Task goal - Show each line of the entries below that contains the word "shirt". Case counts.
[Begin Records]
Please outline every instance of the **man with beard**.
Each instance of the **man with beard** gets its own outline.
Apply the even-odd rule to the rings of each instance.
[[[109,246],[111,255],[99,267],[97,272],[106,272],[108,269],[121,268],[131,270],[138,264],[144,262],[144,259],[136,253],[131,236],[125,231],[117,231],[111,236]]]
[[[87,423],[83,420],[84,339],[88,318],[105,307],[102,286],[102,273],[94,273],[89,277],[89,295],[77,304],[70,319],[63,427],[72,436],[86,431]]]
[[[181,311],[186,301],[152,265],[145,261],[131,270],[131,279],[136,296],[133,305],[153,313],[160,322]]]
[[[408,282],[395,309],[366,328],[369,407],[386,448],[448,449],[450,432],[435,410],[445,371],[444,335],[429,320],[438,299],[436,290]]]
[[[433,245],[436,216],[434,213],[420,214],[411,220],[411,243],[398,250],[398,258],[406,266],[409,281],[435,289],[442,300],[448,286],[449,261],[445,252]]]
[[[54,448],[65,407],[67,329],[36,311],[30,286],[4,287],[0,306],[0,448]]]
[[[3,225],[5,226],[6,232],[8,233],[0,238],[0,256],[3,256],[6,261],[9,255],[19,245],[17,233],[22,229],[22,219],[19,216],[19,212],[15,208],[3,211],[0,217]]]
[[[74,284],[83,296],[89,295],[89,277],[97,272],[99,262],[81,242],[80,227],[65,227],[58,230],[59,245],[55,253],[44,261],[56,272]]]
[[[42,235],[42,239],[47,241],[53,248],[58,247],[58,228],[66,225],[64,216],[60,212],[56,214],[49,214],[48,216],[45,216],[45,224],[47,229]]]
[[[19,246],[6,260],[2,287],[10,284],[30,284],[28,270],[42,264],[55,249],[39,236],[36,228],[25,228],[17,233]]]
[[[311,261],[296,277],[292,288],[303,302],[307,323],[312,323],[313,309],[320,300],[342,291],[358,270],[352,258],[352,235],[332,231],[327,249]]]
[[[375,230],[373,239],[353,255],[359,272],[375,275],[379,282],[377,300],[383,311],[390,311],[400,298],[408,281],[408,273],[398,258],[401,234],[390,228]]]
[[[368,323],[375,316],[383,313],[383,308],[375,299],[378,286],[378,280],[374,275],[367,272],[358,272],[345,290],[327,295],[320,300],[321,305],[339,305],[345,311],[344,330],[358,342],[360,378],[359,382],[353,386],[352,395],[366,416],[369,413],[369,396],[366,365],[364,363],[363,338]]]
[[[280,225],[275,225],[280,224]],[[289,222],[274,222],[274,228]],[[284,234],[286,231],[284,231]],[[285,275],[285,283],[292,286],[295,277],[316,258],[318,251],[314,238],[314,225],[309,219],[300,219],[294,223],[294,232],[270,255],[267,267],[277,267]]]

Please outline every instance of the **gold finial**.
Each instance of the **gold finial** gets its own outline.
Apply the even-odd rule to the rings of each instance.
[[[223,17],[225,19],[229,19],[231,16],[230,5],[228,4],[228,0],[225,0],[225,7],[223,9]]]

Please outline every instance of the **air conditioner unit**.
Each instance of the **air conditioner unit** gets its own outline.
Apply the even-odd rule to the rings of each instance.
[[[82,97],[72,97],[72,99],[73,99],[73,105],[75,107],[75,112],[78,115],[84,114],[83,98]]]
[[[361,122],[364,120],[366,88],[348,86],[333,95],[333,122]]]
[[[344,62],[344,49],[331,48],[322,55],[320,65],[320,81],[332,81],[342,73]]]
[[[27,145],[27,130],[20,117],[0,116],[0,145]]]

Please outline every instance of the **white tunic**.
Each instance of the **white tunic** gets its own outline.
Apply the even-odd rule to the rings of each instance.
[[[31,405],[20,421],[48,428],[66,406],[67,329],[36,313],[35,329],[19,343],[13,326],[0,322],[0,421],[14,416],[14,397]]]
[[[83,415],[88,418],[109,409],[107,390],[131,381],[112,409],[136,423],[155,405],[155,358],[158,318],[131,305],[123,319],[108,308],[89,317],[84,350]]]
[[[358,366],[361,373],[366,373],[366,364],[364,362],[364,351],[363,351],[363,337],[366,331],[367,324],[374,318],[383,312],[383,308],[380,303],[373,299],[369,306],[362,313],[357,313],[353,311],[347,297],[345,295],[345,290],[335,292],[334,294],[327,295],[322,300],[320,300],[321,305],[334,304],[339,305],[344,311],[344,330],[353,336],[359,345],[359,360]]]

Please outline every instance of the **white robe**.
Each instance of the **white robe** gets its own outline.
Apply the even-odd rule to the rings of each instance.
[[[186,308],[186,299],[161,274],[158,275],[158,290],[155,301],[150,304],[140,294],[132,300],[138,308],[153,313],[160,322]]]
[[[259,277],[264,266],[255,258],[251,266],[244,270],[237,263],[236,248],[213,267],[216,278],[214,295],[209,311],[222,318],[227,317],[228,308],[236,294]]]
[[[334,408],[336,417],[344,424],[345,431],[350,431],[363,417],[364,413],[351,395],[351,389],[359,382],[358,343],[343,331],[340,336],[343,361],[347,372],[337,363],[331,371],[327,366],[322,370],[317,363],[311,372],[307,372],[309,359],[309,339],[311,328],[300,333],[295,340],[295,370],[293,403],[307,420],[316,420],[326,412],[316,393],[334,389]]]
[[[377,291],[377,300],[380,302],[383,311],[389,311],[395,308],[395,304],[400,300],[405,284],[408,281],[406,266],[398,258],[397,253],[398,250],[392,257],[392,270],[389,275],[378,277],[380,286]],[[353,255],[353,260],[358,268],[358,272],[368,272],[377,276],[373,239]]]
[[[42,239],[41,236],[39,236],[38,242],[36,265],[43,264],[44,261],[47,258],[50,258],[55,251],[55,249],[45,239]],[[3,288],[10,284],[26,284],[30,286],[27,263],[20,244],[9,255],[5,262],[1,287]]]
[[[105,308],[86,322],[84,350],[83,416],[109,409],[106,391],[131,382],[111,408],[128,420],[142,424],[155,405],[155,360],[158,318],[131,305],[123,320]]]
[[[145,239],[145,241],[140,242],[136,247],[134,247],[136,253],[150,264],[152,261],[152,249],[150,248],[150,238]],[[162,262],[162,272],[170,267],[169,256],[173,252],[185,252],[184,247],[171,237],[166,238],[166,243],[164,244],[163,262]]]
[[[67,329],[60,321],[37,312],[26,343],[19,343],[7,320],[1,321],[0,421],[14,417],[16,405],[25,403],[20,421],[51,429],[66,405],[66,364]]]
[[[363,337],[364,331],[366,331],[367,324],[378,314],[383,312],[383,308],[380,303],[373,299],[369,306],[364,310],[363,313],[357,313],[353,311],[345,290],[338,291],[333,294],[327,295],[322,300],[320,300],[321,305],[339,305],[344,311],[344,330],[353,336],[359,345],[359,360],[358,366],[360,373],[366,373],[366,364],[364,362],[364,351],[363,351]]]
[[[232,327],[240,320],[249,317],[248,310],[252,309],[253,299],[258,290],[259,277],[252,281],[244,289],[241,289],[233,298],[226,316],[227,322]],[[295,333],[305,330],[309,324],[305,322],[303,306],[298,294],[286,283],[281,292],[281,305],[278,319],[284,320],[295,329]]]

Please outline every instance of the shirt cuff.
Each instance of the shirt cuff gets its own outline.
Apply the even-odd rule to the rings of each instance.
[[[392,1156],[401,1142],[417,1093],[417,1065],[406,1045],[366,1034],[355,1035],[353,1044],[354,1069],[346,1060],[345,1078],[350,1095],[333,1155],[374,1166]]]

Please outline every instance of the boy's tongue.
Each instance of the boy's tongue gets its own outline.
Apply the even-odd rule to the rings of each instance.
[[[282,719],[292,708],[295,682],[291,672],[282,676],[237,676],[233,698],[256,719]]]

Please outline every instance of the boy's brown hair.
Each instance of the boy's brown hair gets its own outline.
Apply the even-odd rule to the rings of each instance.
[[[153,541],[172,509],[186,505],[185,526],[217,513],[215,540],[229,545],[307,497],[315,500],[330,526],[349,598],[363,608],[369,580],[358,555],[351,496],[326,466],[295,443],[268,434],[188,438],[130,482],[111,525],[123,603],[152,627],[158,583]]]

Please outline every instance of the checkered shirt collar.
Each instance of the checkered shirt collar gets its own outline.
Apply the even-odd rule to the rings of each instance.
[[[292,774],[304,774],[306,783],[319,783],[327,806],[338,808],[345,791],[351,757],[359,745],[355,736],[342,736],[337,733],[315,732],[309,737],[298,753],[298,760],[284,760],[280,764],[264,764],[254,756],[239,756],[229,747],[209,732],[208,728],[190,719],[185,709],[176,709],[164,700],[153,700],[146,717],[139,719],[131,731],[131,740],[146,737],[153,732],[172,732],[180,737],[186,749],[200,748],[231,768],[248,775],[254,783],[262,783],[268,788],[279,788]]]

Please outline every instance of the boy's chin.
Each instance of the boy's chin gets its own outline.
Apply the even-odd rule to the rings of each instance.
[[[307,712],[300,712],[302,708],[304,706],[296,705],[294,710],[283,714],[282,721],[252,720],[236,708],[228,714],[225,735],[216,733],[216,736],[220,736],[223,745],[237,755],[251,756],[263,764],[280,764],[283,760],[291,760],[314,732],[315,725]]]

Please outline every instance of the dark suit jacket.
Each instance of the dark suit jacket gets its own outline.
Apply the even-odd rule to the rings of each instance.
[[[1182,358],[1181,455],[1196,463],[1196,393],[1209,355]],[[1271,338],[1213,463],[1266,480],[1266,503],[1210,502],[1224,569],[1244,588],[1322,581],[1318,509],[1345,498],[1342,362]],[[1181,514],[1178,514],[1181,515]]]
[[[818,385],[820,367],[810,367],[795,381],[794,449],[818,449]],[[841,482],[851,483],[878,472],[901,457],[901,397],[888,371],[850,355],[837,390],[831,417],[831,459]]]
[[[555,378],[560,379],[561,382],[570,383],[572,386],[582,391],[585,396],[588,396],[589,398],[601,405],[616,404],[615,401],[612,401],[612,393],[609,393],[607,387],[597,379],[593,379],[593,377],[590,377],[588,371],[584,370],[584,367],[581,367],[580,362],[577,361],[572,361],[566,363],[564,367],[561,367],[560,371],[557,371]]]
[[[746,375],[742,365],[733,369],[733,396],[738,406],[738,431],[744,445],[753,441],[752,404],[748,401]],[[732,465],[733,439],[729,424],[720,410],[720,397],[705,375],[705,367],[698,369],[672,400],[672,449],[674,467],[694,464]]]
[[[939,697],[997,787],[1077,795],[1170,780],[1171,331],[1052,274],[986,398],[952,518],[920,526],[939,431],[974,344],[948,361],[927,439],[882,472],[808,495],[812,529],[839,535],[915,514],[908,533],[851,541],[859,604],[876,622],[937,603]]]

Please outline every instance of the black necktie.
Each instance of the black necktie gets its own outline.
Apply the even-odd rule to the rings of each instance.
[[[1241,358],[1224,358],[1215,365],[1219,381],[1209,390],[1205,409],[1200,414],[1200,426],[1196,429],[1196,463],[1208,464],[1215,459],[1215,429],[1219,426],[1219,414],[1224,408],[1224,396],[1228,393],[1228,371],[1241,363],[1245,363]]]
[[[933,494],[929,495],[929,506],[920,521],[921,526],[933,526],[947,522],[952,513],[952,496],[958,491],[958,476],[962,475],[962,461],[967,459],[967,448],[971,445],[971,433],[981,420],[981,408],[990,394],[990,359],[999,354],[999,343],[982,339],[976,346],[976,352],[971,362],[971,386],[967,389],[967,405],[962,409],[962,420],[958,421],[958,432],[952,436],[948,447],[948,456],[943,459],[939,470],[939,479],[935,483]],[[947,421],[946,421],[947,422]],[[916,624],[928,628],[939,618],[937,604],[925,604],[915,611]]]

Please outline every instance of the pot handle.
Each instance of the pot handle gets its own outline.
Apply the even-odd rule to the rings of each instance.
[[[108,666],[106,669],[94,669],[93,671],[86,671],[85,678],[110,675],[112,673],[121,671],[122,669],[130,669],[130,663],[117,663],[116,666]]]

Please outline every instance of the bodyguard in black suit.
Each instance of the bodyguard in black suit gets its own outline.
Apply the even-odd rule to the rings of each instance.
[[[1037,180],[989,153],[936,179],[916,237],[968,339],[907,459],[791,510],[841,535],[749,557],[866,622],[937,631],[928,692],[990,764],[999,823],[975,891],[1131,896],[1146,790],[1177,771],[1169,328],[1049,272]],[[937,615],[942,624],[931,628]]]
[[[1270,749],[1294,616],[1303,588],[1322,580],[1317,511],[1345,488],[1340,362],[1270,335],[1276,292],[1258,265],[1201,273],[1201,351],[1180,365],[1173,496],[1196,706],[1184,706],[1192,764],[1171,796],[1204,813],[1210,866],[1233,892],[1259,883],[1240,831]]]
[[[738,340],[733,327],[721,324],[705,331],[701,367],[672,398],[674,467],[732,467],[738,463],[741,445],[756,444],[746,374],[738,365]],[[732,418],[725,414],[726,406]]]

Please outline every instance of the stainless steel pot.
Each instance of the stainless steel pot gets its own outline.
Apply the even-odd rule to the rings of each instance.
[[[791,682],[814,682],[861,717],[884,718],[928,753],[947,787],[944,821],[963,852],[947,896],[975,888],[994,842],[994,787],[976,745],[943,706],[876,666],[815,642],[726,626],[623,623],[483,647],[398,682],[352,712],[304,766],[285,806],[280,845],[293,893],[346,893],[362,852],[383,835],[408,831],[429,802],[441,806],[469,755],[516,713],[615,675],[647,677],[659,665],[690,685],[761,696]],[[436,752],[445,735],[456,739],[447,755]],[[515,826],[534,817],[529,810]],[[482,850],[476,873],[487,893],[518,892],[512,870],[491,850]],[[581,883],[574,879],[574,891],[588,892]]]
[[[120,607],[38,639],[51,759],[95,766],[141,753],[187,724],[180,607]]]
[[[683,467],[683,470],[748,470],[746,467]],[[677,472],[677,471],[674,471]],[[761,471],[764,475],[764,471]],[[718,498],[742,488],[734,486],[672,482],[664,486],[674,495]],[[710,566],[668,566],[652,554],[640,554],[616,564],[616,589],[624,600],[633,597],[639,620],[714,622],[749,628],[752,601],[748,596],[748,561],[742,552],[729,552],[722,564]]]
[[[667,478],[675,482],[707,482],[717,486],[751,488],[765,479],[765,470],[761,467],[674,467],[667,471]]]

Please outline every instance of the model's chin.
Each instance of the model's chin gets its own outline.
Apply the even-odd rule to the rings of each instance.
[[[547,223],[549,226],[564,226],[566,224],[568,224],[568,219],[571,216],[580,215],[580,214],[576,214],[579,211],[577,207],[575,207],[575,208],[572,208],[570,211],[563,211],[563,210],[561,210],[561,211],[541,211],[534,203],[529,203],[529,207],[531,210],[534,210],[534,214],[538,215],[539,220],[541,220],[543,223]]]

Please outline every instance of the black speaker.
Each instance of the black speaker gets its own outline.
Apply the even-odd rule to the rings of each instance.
[End Records]
Reply to the exercise -
Please outline every instance of the shirt cuff.
Each instance of the shirt cuff gets its own outline.
Please outline every instance of the checkered shirt collar.
Each instance of the checkered shirt collar gets its own outline.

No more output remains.